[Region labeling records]
>>
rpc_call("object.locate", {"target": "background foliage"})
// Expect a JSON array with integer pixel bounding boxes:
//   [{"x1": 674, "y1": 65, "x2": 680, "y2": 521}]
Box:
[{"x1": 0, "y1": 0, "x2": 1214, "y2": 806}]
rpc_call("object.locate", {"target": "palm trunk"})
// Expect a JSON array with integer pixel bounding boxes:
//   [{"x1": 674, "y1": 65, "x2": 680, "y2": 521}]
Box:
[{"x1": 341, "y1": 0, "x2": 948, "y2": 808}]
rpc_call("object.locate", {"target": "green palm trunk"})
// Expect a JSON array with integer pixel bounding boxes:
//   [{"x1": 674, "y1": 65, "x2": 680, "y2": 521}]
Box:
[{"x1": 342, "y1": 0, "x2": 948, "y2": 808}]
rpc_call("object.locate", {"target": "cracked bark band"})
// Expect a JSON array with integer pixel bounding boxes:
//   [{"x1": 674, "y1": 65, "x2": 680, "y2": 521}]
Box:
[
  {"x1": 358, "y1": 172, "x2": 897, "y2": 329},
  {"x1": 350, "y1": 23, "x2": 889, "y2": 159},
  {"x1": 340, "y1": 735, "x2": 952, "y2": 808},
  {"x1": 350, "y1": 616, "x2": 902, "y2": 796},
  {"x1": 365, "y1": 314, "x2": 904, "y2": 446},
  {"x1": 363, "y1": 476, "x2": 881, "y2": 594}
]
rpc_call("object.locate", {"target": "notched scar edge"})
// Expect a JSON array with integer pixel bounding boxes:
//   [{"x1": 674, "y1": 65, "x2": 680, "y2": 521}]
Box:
<<
>>
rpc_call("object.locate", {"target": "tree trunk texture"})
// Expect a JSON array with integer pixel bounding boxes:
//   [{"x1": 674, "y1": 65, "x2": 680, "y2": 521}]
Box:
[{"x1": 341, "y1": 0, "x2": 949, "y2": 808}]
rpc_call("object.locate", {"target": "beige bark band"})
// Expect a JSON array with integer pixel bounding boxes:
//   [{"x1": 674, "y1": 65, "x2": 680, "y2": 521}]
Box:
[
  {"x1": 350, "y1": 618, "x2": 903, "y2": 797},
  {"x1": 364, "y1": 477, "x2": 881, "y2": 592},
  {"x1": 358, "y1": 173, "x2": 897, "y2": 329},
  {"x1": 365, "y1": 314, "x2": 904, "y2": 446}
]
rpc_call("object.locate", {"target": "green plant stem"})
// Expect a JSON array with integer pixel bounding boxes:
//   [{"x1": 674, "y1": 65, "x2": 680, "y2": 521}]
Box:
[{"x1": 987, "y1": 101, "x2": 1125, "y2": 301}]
<<
| Exercise objective |
Please copy out only the lines in the listing above that contain the string "band", treating uppercase and lowercase as different.

| Reply to the task |
rpc_call("object.locate", {"target": "cracked bark band"})
rpc_call("object.locate", {"target": "beige bark band"})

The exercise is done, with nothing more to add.